Write out nothing except the lines running from the one containing "Target: red flower cluster" to the last line of the data, exactly as they stand.
◇ ◇ ◇ ◇ ◇
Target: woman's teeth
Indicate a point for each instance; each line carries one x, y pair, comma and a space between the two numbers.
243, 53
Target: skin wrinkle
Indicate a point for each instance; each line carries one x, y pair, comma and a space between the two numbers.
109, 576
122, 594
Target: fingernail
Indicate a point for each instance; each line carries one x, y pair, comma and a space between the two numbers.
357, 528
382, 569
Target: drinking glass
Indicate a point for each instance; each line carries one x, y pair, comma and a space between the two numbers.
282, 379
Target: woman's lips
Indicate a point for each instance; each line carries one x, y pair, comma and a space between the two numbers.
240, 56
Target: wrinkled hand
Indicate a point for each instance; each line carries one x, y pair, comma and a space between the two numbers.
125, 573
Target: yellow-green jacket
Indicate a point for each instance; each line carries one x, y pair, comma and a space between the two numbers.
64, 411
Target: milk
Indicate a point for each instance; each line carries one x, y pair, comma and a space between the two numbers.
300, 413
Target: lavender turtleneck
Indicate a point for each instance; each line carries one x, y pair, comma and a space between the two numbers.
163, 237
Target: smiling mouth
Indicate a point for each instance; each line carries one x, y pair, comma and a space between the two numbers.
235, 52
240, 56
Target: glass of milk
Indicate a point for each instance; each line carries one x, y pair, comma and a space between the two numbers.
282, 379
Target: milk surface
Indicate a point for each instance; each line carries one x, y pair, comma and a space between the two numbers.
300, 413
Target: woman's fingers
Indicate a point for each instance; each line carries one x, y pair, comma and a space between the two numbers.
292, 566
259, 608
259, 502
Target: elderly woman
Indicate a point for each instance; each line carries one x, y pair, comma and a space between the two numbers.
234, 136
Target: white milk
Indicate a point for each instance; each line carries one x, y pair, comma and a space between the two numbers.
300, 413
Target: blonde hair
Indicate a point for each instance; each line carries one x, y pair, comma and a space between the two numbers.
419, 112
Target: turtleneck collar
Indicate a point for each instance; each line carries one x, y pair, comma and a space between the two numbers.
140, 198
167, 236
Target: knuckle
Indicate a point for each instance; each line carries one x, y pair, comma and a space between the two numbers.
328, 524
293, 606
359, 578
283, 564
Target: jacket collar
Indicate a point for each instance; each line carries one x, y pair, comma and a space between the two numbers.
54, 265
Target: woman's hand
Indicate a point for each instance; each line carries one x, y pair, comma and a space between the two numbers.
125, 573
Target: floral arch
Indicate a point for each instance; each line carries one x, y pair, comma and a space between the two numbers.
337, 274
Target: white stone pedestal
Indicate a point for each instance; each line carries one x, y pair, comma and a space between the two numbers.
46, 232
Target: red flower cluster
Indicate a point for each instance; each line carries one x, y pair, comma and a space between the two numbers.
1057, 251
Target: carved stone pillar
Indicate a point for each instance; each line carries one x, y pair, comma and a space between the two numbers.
◇ ◇ ◇ ◇ ◇
# Written solution:
Target: red flower cluster
Indicate a point for each instance; each line carries one x, y pair, comma and a space between the two numbers.
1057, 251
Target: carved stone pillar
Indicate a point for each instance; each line carries one x, y pair, comma and a space between the two numbers.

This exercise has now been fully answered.